Text excerpt:
Glimmering Gone Project Statement
Glimmering Gone is a collaborative installation that will take place at the Museum of Glass in Tacoma, Washington, October 2010 September 2011. This exhibition uses landscape and artifacts to investigate our connection with nature and collective and personal memory.
Glimmering Gone uses glass to encourage desire, allude to life’s transience, and describe the unattainable.
I and Beth Lipman have taught and lectured collaboratively in Italy, Sweden, and the United States since 2001. Our collaboration has benefited us as coming from different communities greatly, proviided a deeper understanding of cultural similarities and differences and has lead to new ways of thinking about creative processes and relationships.
For the first time in our professional relationship, we are joining together to create Glimmering Gone, an exhibition that asks us to walk into the unknown and take risks by relinquishing each individual’s primary working method, and challenge us as artists to connect despite geographical distance, culture differences and time zones.

The exhibition comprises three vignettes, Memento, Landscape and Artifacts.
Memento will feature an assemblage of colorless, cut, polished and fractured “objects of desire,” some seemingly familiar, some abstracted; all unattainable in their glass encasement.
In Landscape, a path will meander through sculpted clear glass components that hang from the ceiling and rise up from the floor, creating a veritable curtain of glass. Landscape will reference to the pioneering writings and the paintings of Washingtonian Abby Williams Hill (1861-1943).
Finally, in Artifacts, light projections will play over a series of 200 sandblasted white glass components, which will be fractured and embedded into the walls.
In these ways, Glimmering Gone will investigate our connection with nature and collective and personal memory. This exhibition invites me and Beth Lipman to walk into the unknown, take risks by relinquishing each individual’s primary working method, It is a challenging and an exiting process to investigate the collaboration and to connect despite, and perhaps in light of, geographical distances and cultural differences.

Shape annotation entries:
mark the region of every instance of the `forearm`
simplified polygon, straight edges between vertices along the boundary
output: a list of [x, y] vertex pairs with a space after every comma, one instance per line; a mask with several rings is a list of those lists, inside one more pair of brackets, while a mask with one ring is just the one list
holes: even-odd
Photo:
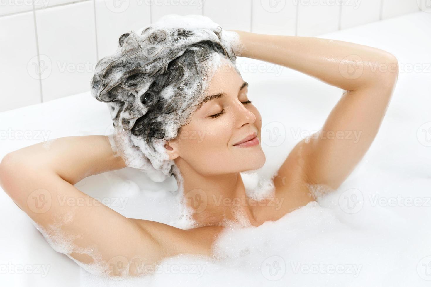
[[125, 164], [114, 156], [104, 136], [69, 136], [56, 139], [15, 151], [6, 155], [20, 164], [38, 170], [49, 169], [72, 184], [94, 174], [119, 169]]
[[378, 83], [397, 74], [397, 61], [377, 48], [313, 37], [258, 34], [235, 30], [239, 56], [287, 67], [348, 91]]

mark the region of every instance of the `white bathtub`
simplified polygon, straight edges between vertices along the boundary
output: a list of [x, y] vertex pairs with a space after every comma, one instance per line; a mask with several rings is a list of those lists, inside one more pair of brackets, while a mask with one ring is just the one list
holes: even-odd
[[[363, 160], [336, 192], [319, 200], [321, 207], [310, 204], [282, 219], [282, 224], [268, 222], [222, 239], [219, 245], [225, 253], [221, 255], [225, 259], [205, 265], [203, 276], [158, 275], [154, 281], [145, 283], [163, 286], [175, 280], [180, 286], [218, 285], [228, 279], [237, 286], [430, 286], [431, 201], [427, 204], [427, 199], [431, 197], [430, 27], [431, 13], [418, 12], [319, 36], [386, 50], [400, 62], [389, 108]], [[267, 163], [259, 175], [264, 178], [276, 170], [303, 138], [301, 135], [320, 128], [341, 90], [259, 61], [240, 59], [238, 64], [248, 69], [243, 77], [250, 84], [250, 98], [263, 118]], [[267, 69], [263, 73], [251, 71], [263, 67]], [[89, 93], [4, 112], [0, 113], [0, 131], [9, 131], [7, 136], [2, 132], [0, 157], [47, 139], [106, 134], [110, 127], [106, 105]], [[27, 134], [31, 138], [20, 139], [18, 131], [29, 131]], [[278, 142], [270, 139], [274, 132]], [[246, 177], [248, 188], [255, 183], [253, 179]], [[87, 178], [76, 186], [94, 197], [128, 198], [125, 206], [112, 207], [126, 216], [168, 223], [174, 219], [174, 200], [166, 191], [175, 188], [173, 181], [151, 182], [140, 172], [126, 168]], [[363, 200], [352, 212], [343, 201], [350, 198], [353, 188], [359, 191], [356, 194]], [[412, 206], [409, 200], [416, 200], [420, 206]], [[91, 285], [87, 274], [54, 251], [4, 192], [0, 192], [0, 225], [1, 286]], [[256, 239], [255, 246], [250, 238]], [[275, 262], [285, 264], [279, 280], [269, 277], [263, 270], [267, 263]], [[306, 270], [319, 262], [345, 268], [349, 262], [361, 265], [358, 276]], [[299, 266], [295, 262], [305, 269], [293, 272]], [[5, 266], [10, 265], [28, 265], [30, 271], [6, 271]]]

What you are asked to do: Pull out, word for word, everything in the Glimmering Gone project statement from "In Landscape, a" down to "into the walls.".

Written answer:
In Landscape, a path will meander through sculpted clear glass components that hang from the ceiling and rise up from the floor, creating a veritable curtain of glass. Landscape will reference to the pioneering writings and the paintings of Washingtonian Abby Williams Hill (1861-1943).
Finally, in Artifacts, light projections will play over a series of 200 sandblasted white glass components, which will be fractured and embedded into the walls.